_Passage to read_

◇ ◇ ◇ ◇

# New Handles For Pm1340gt



## Randbo (Jul 25, 2016)

So I had a few free hours this weekend and decided to play on the lathe. I made some new handles like many others. I decided to make them out of stainless instead of aluminum. I have quite a bit of 304 stainless 1 inch stock. A little more of a pain to machine but I love the way it looks.







I used a 1/16 inch parting blade to make the groves. I went .080 deep and took off the edges with some medium scotch-bright.






I did a .390 diameter, . 380 deep counterbore and threaded it 3/8-16.











Made some for the Mill as well...






I sure like them much better then the plastic ones!


----------



## JimFouch (Jul 25, 2016)

Very nice. 

I have a PM-1340GT on order. Will be a big step up from my current 7x10 Harbor Freight Toy Lathe.   ;-)


----------



## MSD0 (Jul 26, 2016)

Those look really nice. I love how little upgrades like that make a big difference


----------



## MonkMan (Jul 26, 2016)

Great Look!


----------



## Billh51 (Jul 26, 2016)

Nice upgrade on the handles, funny how the small things can change the appirence of a machine. I like the look of them and when I get time, I may do something similar on my Enco 12x36. Nice workmanship.


----------



## zmotorsports (Jul 28, 2016)

New knobs turned out great.  I love the feeling of mine.  I just picked up a Holdridge radii turning attachment for mine and will be machining some new round ones for the mill shortly.

Mike.


----------



## qualitymachinetools (Jul 28, 2016)

They look great!


----------



## wrmiller (Jul 28, 2016)

zmotorsports said:


> New knobs turned out great.  I love the feeling of mine.  I just picked up a Holdridge radii turning attachment for mine and will be machining some new round ones for the mill shortly.
> 
> Mike.



You got a Holdridge? Cool! 4S or 4D?


----------



## zmotorsports (Aug 1, 2016)

Bill, it is a Holdridge 4D.  Bought it used off of ebay.  I used it for the first time Friday night making a new knob for my mill quill downfeed.  I have to play with it a bit as my ball turned out a bit ovaled like a football.  Overall it was a nice addition to the shop.  I had to make a very slight modification for it to work with the compound on my PM1340GT but nothing major. 

Mike.


----------



## wrmiller (Aug 1, 2016)

What modification? All I've done with mine is make a t-nut and kinda set it up there to take a look at it. Haven't actually run it yet. Given that I have a bit of time on my hands of late with the layoff and all, I planned to dig it out today and actually make an attempt to use it.

I want to try making a teardrop like knob like those on the SBs at the Grizzly site for the fwd/rev lever on the 1340. If that goes well I will start making some for the mill. If it comes out ok, I may even post a pic or two.


----------



## zmotorsports (Aug 1, 2016)

◇ ◇ ◇ ◇

_Records provided_
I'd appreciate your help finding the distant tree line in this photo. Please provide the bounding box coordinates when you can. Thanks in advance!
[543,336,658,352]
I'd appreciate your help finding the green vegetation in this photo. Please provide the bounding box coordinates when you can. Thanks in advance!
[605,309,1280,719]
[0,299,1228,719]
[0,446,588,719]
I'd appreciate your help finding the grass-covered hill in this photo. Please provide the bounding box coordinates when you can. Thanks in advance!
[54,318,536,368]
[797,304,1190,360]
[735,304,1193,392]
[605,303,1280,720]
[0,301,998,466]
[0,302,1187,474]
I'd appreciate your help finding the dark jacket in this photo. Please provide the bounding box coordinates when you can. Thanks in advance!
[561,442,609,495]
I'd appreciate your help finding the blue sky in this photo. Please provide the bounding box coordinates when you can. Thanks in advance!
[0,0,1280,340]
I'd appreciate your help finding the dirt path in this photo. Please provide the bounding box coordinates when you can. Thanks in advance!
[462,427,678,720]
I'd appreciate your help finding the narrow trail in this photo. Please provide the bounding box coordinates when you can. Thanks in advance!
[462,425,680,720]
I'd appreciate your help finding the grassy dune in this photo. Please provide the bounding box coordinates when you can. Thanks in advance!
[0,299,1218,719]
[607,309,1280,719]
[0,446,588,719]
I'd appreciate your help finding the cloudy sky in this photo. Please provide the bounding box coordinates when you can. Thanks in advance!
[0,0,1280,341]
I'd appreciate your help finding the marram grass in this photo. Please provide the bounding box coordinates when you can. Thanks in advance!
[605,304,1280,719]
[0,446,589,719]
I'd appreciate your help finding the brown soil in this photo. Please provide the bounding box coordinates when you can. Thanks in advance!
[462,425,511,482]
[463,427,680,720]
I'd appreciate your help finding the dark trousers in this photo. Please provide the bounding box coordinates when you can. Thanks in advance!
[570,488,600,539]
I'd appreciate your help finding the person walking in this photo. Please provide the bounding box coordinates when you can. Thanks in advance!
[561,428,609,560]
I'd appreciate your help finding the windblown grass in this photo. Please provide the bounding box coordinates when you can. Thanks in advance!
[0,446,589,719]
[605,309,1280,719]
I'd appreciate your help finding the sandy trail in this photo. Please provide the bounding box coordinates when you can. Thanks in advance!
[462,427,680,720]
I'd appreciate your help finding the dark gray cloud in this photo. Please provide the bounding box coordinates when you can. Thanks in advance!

◇ ◇ ◇ ◇

_Short task_
Answer these questions from the forum thread about the new PM1340GT handles:
(a) What metal did Randbo use for the handles in place of aluminum?
(b) Which Holdridge model does zmotorsports own, and where was it bought?
(c) What lathe does JimFouch currently have?

_Problem solution_
(a) 304 stainless, from 1 inch stock.
(b) A Holdridge 4D, bought used off eBay.
(c) A 7x10 Harbor Freight lathe.